**About this exercise:** Only one stretch of the data below is wanted: the lines from the one with "Query: rock embankment" through the one with "this sample: (1037,513).", repeated exactly.

**Excerpted records:**
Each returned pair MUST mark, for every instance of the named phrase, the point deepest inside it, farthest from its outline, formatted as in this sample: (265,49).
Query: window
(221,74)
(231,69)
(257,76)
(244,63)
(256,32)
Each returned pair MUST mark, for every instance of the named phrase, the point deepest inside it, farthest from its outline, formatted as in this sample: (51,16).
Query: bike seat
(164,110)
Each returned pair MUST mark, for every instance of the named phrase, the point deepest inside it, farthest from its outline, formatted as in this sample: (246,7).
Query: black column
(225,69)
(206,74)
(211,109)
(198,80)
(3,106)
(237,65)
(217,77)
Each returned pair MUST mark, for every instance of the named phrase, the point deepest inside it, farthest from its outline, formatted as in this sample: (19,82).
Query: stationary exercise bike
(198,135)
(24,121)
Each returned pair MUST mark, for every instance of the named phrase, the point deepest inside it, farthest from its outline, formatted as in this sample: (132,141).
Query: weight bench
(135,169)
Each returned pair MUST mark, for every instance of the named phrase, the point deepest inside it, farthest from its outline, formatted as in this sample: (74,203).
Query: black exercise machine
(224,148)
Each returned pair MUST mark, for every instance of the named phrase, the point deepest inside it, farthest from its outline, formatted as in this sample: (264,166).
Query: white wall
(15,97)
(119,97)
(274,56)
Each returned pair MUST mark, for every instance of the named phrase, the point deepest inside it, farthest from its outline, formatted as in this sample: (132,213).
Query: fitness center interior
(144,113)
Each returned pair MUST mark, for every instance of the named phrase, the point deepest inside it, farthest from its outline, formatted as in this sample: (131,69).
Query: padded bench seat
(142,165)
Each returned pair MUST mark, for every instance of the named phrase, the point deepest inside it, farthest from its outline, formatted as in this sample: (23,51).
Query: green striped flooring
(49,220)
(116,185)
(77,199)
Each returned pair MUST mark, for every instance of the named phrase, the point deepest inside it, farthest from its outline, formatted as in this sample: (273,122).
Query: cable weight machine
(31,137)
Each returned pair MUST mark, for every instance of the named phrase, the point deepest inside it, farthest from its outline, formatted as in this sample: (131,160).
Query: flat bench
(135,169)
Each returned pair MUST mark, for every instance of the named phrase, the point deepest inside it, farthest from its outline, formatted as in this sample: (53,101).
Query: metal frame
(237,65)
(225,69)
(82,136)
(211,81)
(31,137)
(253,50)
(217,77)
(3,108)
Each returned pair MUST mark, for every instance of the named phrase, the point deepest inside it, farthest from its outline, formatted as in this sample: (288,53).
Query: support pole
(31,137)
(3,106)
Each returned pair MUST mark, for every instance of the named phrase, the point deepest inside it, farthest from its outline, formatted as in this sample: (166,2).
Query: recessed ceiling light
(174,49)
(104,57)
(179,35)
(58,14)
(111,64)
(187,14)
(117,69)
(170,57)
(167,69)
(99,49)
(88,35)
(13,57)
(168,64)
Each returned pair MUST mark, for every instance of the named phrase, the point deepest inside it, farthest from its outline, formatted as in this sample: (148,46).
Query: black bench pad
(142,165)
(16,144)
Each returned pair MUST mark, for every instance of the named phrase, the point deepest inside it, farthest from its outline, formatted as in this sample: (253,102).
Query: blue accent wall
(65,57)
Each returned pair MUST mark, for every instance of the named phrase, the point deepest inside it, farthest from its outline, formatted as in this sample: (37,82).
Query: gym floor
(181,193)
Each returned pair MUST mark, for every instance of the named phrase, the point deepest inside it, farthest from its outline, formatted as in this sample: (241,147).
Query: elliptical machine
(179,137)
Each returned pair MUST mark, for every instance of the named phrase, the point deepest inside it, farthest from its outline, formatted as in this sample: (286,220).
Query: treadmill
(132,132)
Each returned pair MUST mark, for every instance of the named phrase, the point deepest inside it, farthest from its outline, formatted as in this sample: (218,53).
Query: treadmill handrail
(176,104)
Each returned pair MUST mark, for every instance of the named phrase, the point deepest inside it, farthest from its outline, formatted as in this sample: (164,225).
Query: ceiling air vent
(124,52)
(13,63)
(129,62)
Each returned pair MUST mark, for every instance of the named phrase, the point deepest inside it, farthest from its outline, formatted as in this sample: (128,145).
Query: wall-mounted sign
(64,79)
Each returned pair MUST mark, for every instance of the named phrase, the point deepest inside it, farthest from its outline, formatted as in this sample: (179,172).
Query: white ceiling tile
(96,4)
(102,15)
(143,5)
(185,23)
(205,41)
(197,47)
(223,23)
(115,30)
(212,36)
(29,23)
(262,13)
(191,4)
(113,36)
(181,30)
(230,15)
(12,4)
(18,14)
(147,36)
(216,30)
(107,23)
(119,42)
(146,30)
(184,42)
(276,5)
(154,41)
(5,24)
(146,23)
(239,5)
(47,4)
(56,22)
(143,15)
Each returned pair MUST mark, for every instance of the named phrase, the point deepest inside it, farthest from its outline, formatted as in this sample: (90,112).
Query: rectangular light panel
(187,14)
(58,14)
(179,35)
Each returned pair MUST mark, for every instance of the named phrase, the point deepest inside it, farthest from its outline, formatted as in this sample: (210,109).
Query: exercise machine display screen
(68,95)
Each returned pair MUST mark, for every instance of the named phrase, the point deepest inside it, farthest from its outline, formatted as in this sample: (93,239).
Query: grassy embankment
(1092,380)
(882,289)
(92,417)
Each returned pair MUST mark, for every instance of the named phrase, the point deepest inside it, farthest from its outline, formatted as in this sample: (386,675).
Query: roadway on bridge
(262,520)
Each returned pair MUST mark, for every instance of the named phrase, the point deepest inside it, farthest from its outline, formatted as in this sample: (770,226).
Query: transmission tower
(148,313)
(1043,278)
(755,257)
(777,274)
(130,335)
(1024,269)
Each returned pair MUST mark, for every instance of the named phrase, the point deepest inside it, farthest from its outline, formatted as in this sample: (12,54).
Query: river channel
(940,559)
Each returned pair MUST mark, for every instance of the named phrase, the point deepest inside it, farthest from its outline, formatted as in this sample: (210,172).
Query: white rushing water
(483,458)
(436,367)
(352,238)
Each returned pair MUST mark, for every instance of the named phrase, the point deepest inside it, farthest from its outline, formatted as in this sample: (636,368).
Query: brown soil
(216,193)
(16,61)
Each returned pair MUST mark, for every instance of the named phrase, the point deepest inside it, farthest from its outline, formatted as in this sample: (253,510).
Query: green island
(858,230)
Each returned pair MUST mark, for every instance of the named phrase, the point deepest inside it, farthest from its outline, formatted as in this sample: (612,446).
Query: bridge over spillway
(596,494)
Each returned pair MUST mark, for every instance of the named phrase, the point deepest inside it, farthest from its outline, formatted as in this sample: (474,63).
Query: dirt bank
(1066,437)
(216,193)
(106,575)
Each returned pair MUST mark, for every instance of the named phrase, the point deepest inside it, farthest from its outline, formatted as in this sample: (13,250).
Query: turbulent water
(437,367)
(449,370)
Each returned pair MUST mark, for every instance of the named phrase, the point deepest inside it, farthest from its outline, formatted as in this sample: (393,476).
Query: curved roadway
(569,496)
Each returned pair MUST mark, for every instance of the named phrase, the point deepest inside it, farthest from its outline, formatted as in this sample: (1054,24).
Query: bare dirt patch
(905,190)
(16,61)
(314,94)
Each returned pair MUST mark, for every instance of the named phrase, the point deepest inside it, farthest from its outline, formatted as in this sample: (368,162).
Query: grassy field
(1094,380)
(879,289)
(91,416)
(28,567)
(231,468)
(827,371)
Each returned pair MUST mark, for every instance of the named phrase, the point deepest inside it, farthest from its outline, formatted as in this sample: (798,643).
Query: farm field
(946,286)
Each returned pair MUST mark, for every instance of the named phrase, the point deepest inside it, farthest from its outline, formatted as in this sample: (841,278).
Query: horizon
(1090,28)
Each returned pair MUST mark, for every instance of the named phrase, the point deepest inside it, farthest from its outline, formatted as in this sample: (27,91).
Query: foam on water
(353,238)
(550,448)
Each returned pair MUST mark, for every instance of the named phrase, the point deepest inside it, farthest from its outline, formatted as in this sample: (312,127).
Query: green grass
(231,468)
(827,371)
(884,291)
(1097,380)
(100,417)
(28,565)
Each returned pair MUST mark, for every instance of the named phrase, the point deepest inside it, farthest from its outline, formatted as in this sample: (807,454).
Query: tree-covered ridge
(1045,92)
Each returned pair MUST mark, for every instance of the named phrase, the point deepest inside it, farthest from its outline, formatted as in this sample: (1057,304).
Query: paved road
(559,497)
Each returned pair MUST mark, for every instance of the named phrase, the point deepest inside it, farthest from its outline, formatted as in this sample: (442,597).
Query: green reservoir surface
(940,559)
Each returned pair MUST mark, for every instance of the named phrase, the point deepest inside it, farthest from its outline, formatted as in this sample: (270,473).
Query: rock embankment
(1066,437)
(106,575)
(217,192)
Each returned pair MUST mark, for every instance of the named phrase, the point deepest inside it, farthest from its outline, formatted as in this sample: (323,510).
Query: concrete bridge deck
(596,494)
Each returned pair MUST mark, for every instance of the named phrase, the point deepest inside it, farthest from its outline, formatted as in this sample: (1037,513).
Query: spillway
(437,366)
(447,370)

**Task response:**
Query: rock embankment
(1066,437)
(106,575)
(217,192)
Each returned pair MUST mark, for every instance of the named phrase, the point deepest inside it, farthest from its outline, formatted as in this sample: (323,510).
Query: concrete bridge deck
(596,494)
Each returned pair MUST mark, for every instance of the named phrase, the point deepest inside it, farthest from its outline, formatted as in this sample: (1037,513).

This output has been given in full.